PROBLEM TO WORK ON: Each line from the one that has "and black striped" through the final line of the listing is to be written out exactly, and no other line is.
——————
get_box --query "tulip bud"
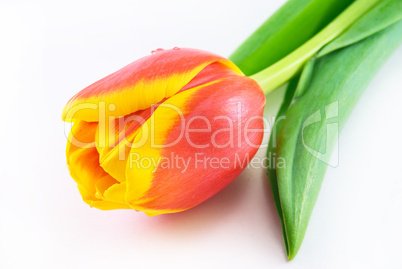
[62,48,265,216]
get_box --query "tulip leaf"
[229,0,353,76]
[319,0,402,57]
[293,57,316,99]
[267,76,299,257]
[270,20,402,260]
[249,0,381,95]
[267,57,316,257]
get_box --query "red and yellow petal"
[66,120,101,194]
[66,120,130,210]
[96,108,153,182]
[125,76,265,215]
[94,61,242,184]
[62,48,242,122]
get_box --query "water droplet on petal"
[151,48,164,54]
[172,47,180,50]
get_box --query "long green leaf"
[319,0,402,57]
[274,20,402,260]
[267,76,299,257]
[250,0,380,95]
[229,0,353,76]
[267,57,316,257]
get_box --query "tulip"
[62,48,265,216]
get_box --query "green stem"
[250,0,380,95]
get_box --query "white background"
[1,0,402,268]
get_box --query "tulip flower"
[62,48,265,216]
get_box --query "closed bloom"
[62,48,265,216]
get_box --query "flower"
[62,48,265,216]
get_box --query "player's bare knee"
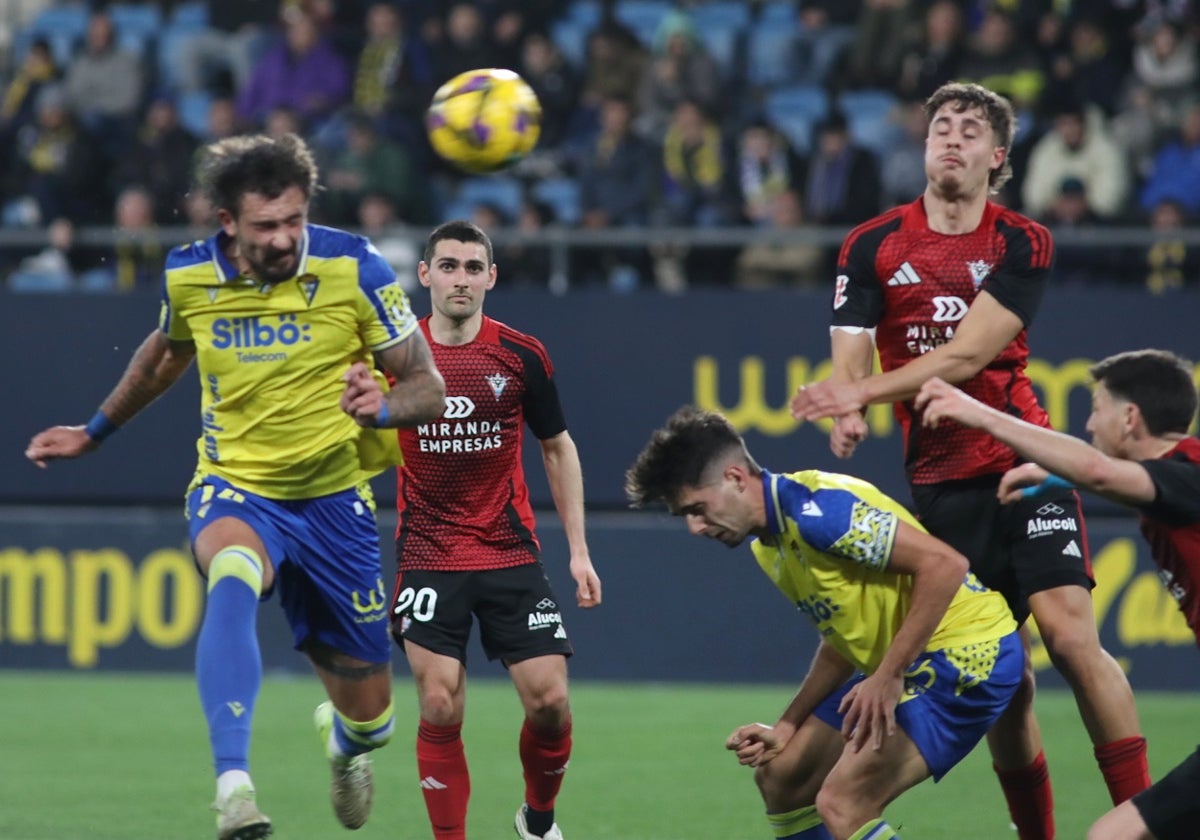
[522,684,570,722]
[814,784,857,837]
[753,762,816,812]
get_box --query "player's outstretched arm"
[540,430,601,608]
[355,331,445,428]
[26,329,195,467]
[916,377,1157,507]
[793,292,1023,421]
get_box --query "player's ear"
[416,261,432,289]
[990,144,1006,174]
[486,264,497,290]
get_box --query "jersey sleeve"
[982,219,1054,327]
[1137,457,1200,526]
[785,486,900,571]
[158,251,191,341]
[519,339,567,440]
[830,230,885,329]
[355,240,419,351]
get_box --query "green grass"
[1,673,1193,839]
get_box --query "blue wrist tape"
[1019,474,1075,498]
[85,411,120,442]
[372,402,391,428]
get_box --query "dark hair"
[423,219,493,266]
[1090,349,1198,436]
[196,133,320,217]
[625,406,759,508]
[924,82,1017,192]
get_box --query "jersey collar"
[761,470,785,535]
[207,227,311,284]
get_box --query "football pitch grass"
[2,672,1194,840]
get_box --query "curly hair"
[625,406,758,508]
[924,83,1017,193]
[196,133,320,217]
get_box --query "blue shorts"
[186,475,390,664]
[814,631,1022,780]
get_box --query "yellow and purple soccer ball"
[425,68,542,175]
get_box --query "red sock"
[520,716,572,811]
[416,719,470,840]
[1095,736,1150,804]
[995,751,1055,840]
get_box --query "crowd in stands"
[0,0,1197,292]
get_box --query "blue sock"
[196,547,264,776]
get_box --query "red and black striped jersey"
[831,197,1054,484]
[1137,436,1200,644]
[394,315,566,571]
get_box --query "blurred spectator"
[656,100,734,228]
[1143,199,1200,294]
[1130,20,1198,120]
[321,111,424,225]
[429,4,497,86]
[519,31,580,151]
[635,10,723,143]
[576,95,657,288]
[183,188,217,238]
[0,38,59,148]
[894,0,965,101]
[7,217,81,292]
[468,200,508,234]
[580,22,647,109]
[846,0,920,91]
[62,10,144,151]
[1043,17,1126,116]
[802,110,881,225]
[205,96,241,142]
[880,99,929,209]
[178,0,278,95]
[1021,100,1130,220]
[579,96,657,229]
[265,106,304,139]
[734,189,824,289]
[113,97,200,224]
[1111,83,1175,180]
[499,199,555,289]
[9,85,103,224]
[82,186,163,292]
[733,120,805,227]
[351,2,434,143]
[957,10,1045,113]
[237,8,351,130]
[1040,177,1116,285]
[357,192,419,289]
[797,0,861,86]
[1139,102,1200,216]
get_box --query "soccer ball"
[425,68,542,175]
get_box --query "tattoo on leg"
[305,642,389,681]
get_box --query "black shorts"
[389,564,573,666]
[1132,745,1200,840]
[912,475,1094,624]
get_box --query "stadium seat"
[840,89,901,159]
[612,0,673,47]
[10,29,79,67]
[107,3,162,39]
[745,24,798,89]
[28,4,89,41]
[455,176,525,222]
[157,24,202,93]
[8,270,74,293]
[765,84,830,123]
[566,0,603,30]
[169,0,209,30]
[550,18,590,71]
[694,27,742,83]
[530,177,581,226]
[177,89,212,138]
[691,1,751,31]
[765,111,814,155]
——————
ANSWER TO THE EXERCISE:
get_box --query "red and black striped jersey"
[831,197,1054,484]
[1137,436,1200,644]
[394,315,566,571]
get_box --query "blurred spectator"
[656,100,734,228]
[1143,199,1200,294]
[1130,20,1198,120]
[321,111,424,225]
[429,4,497,86]
[519,31,580,151]
[635,10,723,143]
[576,95,657,288]
[183,188,217,238]
[0,38,59,148]
[894,0,965,101]
[7,217,81,292]
[468,200,508,234]
[580,22,647,109]
[846,0,920,91]
[62,10,144,151]
[1043,17,1126,116]
[802,110,881,225]
[205,96,241,142]
[880,99,929,209]
[178,0,278,95]
[1021,100,1130,220]
[579,96,657,229]
[265,106,304,139]
[734,189,824,289]
[113,97,200,224]
[1111,83,1175,180]
[499,199,555,289]
[9,85,103,224]
[82,186,163,292]
[733,120,805,227]
[351,2,434,143]
[957,10,1045,113]
[237,8,351,130]
[1040,177,1116,285]
[357,192,419,289]
[797,0,861,86]
[1139,102,1200,216]
get_box --query "soccer ball"
[425,68,542,175]
get_box --query "tattoo on leg"
[305,642,389,681]
get_box --query "black shorts"
[389,564,573,666]
[1132,745,1200,840]
[912,475,1094,624]
get_box --query "stadium seat"
[840,89,901,159]
[612,0,673,47]
[10,29,79,67]
[107,3,162,39]
[745,24,798,89]
[28,4,89,41]
[455,176,525,222]
[157,24,202,93]
[8,270,74,293]
[765,84,830,123]
[566,0,603,30]
[169,0,209,30]
[550,18,590,71]
[694,27,742,83]
[530,177,581,226]
[177,89,212,138]
[691,1,751,31]
[765,111,814,155]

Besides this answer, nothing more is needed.